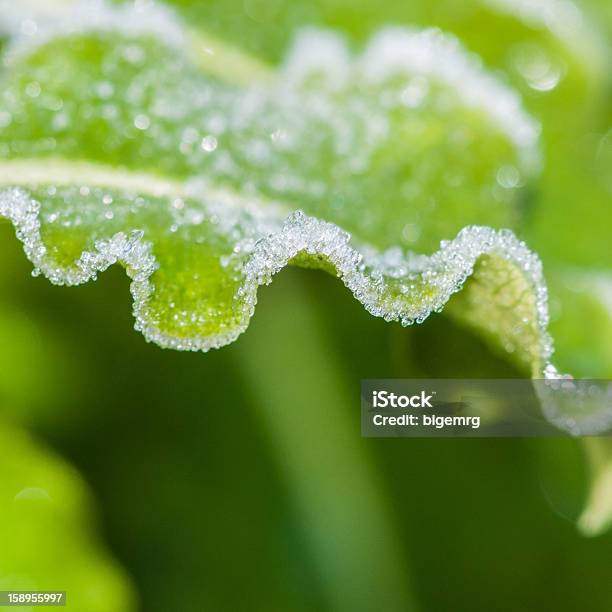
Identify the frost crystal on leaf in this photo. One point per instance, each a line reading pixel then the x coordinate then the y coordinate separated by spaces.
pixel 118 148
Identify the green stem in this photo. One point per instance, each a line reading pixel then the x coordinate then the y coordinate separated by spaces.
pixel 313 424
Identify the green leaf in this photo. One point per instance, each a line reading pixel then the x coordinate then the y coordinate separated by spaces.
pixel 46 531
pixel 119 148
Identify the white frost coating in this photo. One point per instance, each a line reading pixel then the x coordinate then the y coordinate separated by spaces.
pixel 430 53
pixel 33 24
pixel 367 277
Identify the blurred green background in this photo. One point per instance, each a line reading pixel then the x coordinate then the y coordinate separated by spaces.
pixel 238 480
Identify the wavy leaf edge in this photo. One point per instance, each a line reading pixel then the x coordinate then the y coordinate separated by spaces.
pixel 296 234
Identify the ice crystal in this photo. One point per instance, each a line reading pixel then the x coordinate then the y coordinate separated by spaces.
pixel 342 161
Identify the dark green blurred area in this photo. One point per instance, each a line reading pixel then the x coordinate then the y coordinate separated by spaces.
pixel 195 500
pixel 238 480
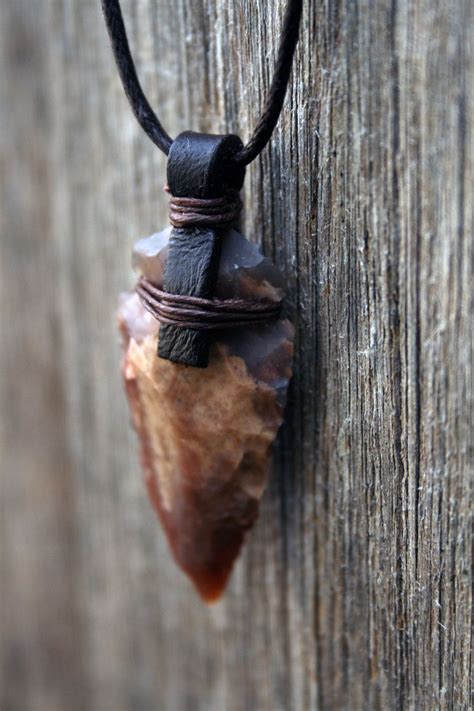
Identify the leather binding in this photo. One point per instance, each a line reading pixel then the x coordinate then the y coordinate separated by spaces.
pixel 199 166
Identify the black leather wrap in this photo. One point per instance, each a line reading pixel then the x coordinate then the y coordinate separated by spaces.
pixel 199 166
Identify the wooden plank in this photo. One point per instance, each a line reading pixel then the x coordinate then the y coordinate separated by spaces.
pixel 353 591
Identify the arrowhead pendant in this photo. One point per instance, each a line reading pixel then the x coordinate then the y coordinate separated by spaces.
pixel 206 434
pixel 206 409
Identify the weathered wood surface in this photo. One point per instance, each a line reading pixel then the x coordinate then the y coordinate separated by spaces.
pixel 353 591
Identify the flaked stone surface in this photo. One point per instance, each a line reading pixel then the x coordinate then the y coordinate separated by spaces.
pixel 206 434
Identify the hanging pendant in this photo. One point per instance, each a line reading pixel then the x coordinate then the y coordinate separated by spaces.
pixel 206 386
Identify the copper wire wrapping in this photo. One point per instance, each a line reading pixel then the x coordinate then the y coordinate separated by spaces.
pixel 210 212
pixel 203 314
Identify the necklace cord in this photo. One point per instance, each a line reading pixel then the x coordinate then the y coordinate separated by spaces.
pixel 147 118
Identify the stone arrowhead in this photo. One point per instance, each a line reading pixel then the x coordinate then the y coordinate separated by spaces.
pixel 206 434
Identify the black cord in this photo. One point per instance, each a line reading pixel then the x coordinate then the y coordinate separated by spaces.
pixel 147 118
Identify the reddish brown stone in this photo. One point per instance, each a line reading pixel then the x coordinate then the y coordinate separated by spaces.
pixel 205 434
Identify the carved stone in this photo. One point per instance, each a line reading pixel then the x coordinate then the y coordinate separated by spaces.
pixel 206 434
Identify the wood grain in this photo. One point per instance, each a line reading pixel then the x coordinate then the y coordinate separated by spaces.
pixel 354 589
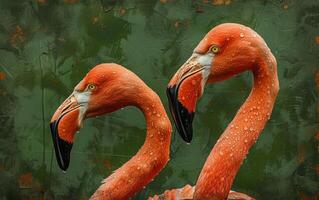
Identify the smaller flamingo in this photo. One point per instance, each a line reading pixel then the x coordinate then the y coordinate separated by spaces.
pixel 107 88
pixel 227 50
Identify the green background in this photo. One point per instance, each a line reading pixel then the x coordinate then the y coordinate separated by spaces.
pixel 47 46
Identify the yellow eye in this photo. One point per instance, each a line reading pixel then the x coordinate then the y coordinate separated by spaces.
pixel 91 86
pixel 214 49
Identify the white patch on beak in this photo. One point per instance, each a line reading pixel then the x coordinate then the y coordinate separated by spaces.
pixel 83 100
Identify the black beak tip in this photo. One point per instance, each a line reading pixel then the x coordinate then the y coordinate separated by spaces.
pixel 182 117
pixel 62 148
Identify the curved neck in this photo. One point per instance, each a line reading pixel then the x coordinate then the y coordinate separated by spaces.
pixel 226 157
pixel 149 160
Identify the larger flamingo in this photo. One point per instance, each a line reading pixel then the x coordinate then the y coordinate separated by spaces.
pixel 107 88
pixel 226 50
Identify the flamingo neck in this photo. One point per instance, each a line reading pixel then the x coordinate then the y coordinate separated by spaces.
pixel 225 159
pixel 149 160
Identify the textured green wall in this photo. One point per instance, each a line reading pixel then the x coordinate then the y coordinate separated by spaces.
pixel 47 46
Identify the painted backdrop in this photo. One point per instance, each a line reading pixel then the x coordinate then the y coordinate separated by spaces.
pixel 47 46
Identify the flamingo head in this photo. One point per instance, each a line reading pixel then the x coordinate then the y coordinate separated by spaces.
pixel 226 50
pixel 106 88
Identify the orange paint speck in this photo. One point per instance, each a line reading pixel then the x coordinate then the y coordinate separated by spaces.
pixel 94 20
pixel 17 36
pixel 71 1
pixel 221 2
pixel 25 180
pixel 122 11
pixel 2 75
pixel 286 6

****************************************

INSTRUCTION: Render the records as a numbered list, from the start of the records through the line holding "pixel 206 409", inclusive, with blank lines and pictures left out.

WRITTEN RESPONSE:
1. Identify the frost crystal on leaf in this photo. One point per instance, each a line reading pixel then the x coordinate then the y coordinate separated by spaces.
2. pixel 118 148
3. Identify the green stem in this photo. One point per instance, each a line reading pixel then the x coordinate then the y coordinate separated by spaces.
4. pixel 313 424
5. Identify the green leaf in this photo. One point per instance, each a line reading pixel then the x coordinate then the y coordinate separated by spaces.
6. pixel 46 531
7. pixel 119 148
8. Identify the white frost coating in this photo. One point per instance, each a line reading pixel then the x coordinate then the y coordinate separated by spaces.
9. pixel 430 53
10. pixel 33 24
11. pixel 367 277
12. Identify the blurred green background in this photo. One point per instance, each a line reading pixel then the x coordinate then the y coordinate separated by spaces.
13. pixel 238 480
14. Identify the wavy leaf edge in this photo. One point per instance, each a line reading pixel then the x coordinate then the y coordinate separated by spaces.
15. pixel 296 234
16. Identify the ice crystal in this photo. One point per instance, each a line reading pixel then the x coordinate then the y coordinate separated by spaces.
17. pixel 342 161
18. Identify the dark green blurred area in this photo. One point per instance, each a line reading pixel then the x coordinate then the y coordinate separated by spaces.
19. pixel 195 500
20. pixel 238 480
21. Identify the leather binding in this photo. One point per instance, each a line reading pixel then the x coordinate then the y coordinate separated by spaces.
22. pixel 199 166
23. Identify the black leather wrap in this photo. One point per instance, each a line reading pixel then the x coordinate then the y coordinate separated by spaces.
24. pixel 199 166
25. Identify the wooden plank in this photo. One point per instance, each a line reading pixel then the x coordinate then the y coordinate separated by spaces.
26. pixel 353 591
27. Identify the arrowhead pendant in this photo. One point per instance, each a line reading pixel then the x coordinate then the y coordinate separated by spaces.
28. pixel 206 434
29. pixel 206 409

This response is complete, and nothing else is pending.